_Data excerpts_.
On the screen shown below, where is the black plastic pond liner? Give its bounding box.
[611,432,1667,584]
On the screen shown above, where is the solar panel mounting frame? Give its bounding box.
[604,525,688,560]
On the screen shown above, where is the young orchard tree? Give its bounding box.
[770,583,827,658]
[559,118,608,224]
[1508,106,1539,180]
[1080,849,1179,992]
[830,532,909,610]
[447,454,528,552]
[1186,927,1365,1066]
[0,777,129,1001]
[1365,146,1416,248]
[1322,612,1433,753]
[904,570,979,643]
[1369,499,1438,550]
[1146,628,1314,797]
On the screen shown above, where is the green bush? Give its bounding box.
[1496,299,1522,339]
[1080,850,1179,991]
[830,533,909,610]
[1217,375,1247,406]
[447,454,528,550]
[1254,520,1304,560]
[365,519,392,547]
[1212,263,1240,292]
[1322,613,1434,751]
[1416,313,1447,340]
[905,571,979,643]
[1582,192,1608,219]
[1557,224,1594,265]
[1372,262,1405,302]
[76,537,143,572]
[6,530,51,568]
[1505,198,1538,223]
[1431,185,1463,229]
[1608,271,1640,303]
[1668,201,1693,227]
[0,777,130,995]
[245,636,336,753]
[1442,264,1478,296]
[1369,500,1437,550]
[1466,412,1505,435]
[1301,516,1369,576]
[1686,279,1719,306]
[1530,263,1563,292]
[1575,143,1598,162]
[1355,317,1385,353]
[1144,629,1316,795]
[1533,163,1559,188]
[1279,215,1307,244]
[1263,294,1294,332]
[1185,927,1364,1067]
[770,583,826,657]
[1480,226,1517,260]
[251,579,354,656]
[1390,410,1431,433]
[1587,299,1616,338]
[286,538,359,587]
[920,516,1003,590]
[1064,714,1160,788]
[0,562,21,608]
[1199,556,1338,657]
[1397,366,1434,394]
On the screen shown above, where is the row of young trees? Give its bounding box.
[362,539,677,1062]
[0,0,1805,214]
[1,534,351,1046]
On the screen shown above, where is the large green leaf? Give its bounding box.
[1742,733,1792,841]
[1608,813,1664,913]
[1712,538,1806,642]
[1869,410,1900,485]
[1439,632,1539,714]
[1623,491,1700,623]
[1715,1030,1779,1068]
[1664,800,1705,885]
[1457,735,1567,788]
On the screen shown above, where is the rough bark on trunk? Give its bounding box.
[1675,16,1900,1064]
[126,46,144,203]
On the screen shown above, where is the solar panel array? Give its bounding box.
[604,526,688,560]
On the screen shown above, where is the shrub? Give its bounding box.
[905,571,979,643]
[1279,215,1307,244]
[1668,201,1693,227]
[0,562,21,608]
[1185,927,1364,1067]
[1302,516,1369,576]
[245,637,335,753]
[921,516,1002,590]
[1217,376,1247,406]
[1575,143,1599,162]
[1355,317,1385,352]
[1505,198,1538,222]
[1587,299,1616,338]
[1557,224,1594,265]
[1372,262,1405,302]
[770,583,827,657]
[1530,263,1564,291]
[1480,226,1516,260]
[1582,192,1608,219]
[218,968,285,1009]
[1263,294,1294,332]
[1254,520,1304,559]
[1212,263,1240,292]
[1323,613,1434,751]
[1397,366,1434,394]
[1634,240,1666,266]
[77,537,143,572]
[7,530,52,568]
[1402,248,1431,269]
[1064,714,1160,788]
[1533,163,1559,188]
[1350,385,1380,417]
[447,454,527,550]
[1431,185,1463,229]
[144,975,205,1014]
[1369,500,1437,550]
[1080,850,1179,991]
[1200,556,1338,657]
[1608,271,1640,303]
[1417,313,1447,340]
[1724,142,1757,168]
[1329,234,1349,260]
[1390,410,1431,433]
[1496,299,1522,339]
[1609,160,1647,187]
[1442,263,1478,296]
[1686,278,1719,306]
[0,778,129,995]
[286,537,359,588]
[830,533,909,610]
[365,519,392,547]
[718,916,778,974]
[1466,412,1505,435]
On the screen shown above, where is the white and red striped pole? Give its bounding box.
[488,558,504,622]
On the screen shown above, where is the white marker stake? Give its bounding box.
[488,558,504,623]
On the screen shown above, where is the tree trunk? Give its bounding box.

_What you will do_.
Repeat the whole of the data above exactly, keeping every word.

_Reply_.
On the screen shown below, where is the black plastic pond liner? Give its bounding box.
[611,432,1667,584]
On the screen shown above, where is the solar panel mounting frame? Give its bounding box.
[604,525,688,560]
On the screen shown above, where is the young orchard tree? Give its bounding box.
[770,583,827,658]
[559,118,608,224]
[1508,106,1539,180]
[1080,849,1179,992]
[830,532,909,610]
[447,454,528,552]
[1186,927,1365,1066]
[0,777,129,1001]
[1365,146,1416,248]
[1322,612,1433,753]
[904,570,979,643]
[1369,499,1438,550]
[1146,628,1314,797]
On the screen shown above, where is the green bush? Give its bounding box.
[1496,299,1522,339]
[1080,850,1179,991]
[830,533,909,610]
[1217,375,1247,406]
[447,454,528,550]
[1254,520,1304,560]
[365,519,392,547]
[1212,263,1240,292]
[1322,613,1434,751]
[1416,313,1447,340]
[905,571,979,643]
[1582,192,1608,219]
[1557,224,1594,265]
[1372,262,1405,302]
[76,537,143,572]
[6,530,51,568]
[1505,198,1538,223]
[1431,185,1463,229]
[1608,271,1640,303]
[1668,201,1693,227]
[0,777,130,995]
[245,636,336,753]
[1442,264,1478,296]
[1369,500,1437,550]
[1466,412,1505,435]
[1301,516,1369,576]
[1686,279,1719,306]
[1530,263,1563,292]
[1575,143,1598,162]
[1355,317,1385,353]
[1144,629,1316,795]
[1533,163,1559,188]
[1279,215,1307,244]
[1263,294,1294,332]
[1185,927,1364,1067]
[770,583,826,657]
[1480,226,1517,260]
[251,579,354,656]
[1390,410,1431,433]
[1587,299,1616,338]
[286,538,359,587]
[920,516,1003,590]
[1064,714,1160,788]
[0,562,21,608]
[1199,556,1338,657]
[1397,366,1434,394]
On the screen shown above, where is the row of young trees? Give its bounding box.
[362,539,677,1062]
[0,0,1805,214]
[1,534,351,1046]
On the screen shown above, where is the large green leaf? Give its bounding box.
[1742,733,1792,841]
[1608,813,1664,913]
[1712,538,1806,642]
[1869,410,1900,485]
[1439,632,1539,714]
[1623,491,1700,623]
[1715,1030,1779,1068]
[1664,800,1705,885]
[1457,735,1567,788]
On the screen shown above, where is the rough bark on trunk? Give its bounding box.
[1675,16,1900,1064]
[126,46,144,203]
On the screen shown above, where is the solar panel array? Give its bounding box.
[604,526,688,560]
On the screen shown above, where is the shrub? Give its bounding box.
[905,571,979,643]
[1279,215,1307,244]
[1668,201,1693,227]
[0,562,21,608]
[1185,927,1364,1067]
[1302,516,1369,576]
[245,637,335,753]
[921,516,1002,590]
[1217,376,1247,406]
[1575,143,1599,162]
[1355,317,1385,352]
[1505,198,1538,222]
[1587,299,1616,338]
[1557,224,1594,265]
[1372,262,1405,302]
[770,583,827,657]
[1530,263,1564,291]
[1480,226,1516,260]
[1582,192,1608,219]
[218,968,285,1009]
[1263,294,1294,332]
[1254,520,1304,559]
[1212,263,1240,292]
[1323,613,1434,751]
[1397,366,1434,394]
[1634,240,1666,266]
[77,537,143,572]
[7,530,52,568]
[1402,248,1431,269]
[1064,714,1160,788]
[1533,163,1559,188]
[1350,385,1380,417]
[447,454,527,550]
[1431,185,1463,229]
[144,975,205,1014]
[1369,500,1437,550]
[1080,850,1179,991]
[1200,556,1338,657]
[1608,271,1640,303]
[1417,313,1447,340]
[1724,142,1757,168]
[1329,234,1349,260]
[1390,410,1431,433]
[1496,299,1522,339]
[1609,160,1647,187]
[1442,263,1478,296]
[1686,278,1719,306]
[0,778,129,995]
[286,537,359,588]
[830,533,909,610]
[365,519,392,547]
[718,916,778,974]
[1466,412,1505,435]
On the screen shown above, where is the white and red striped pole? Give its bounding box.
[488,558,504,622]
On the screen shown above, where is the white marker stake? Give its bounding box.
[488,558,504,623]
On the screen shown above, where is the tree trunk? Give its bounding box.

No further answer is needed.